DATA FOR THE TASK below:

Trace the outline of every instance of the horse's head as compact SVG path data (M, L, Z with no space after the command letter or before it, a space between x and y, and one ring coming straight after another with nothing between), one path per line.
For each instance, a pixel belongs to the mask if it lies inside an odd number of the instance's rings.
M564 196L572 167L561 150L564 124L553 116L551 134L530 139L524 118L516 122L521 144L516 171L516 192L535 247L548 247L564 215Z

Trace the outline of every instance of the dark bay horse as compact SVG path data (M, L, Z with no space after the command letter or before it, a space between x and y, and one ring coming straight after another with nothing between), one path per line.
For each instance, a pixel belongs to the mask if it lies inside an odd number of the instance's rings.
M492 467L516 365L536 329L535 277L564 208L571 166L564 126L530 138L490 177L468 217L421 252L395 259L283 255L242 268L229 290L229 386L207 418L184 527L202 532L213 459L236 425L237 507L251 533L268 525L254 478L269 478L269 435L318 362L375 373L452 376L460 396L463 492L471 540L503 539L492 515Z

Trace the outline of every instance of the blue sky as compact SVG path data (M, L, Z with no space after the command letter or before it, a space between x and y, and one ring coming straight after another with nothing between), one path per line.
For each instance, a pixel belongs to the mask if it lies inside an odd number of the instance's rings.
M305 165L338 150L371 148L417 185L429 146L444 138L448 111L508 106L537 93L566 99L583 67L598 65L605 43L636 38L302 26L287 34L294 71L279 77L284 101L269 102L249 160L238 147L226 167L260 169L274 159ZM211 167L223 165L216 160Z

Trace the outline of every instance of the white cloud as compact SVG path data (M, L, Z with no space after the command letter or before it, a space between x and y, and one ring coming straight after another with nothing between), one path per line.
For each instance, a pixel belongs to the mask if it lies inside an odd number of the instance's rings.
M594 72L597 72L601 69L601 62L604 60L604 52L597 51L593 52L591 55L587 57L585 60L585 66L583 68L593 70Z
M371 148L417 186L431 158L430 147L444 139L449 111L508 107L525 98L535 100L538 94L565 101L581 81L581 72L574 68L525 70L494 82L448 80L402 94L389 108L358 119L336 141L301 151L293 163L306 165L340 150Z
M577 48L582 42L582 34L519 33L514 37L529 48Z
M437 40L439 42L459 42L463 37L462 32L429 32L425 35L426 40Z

End of DATA FOR THE TASK.

* [PROBLEM STATEMENT] Could you output the records in full, exactly as written?

* [WRITTEN REPLY]
Trace the outline of every instance of the horse's head as compact SVG path data (M, L, Z with no space after the command letter or before it, a space between x and y, and one ring coming straight after another with nothing between), one path per line.
For each instance, a pixel belongs to the mask if it lies inside an odd number of the instance's rings.
M564 196L572 167L561 150L564 124L553 116L551 134L530 139L524 118L516 122L521 144L516 171L516 192L535 247L548 247L564 215Z

Trace the outline of every instance of the dark bay horse as compact SVG path data (M, L, Z with no space after the command letter or before it, a space between x and y, and one ring coming straight after another with nothing between), one path per line.
For each instance, a pixel belongs to the mask if it lies inside an odd number of the instance's rings.
M492 467L516 365L536 329L535 277L564 208L571 166L564 126L530 138L490 177L468 217L421 252L395 259L283 255L242 268L229 290L229 386L207 418L184 527L202 532L213 459L236 425L237 507L251 533L268 525L254 478L269 478L269 435L318 362L375 373L452 376L460 396L463 492L471 540L503 539L492 515Z

Trace the outline of every instance of the blue sky as compact SVG path data (M, L, Z with no space after the command letter or before it, a space between x and y, and one ring coming straight after another with nothing between), one path per line.
For each instance, a pixel belongs to the mask if it lies inside an odd number of the instance's rings.
M305 165L338 150L371 148L417 185L429 146L444 138L448 111L508 106L537 93L566 99L583 67L598 65L605 43L636 38L302 26L287 34L294 71L279 77L284 101L269 102L249 160L238 147L226 167L260 169L274 159ZM211 167L223 165L216 160Z

Trace the outline of every instance of the white cloud as compact SVG path data (M, L, Z with no space after the command letter or before it, a space between x and y, and one ring coming straight after another with nothing between), one path per line.
For each instance, a pixel belongs to the mask if it lies inside an odd number of the instance's rings.
M594 72L597 72L601 69L601 62L604 60L604 52L597 51L593 52L591 55L587 57L585 60L585 66L583 68L593 70Z
M371 148L417 186L431 158L430 147L444 139L449 111L508 107L525 98L535 100L538 94L565 101L581 81L581 72L574 68L525 70L494 82L448 80L402 94L389 108L358 119L336 141L301 151L293 163L306 165L340 150Z
M577 48L582 42L582 34L519 33L514 37L529 48Z
M437 40L439 42L459 42L463 37L462 32L429 32L425 35L426 40Z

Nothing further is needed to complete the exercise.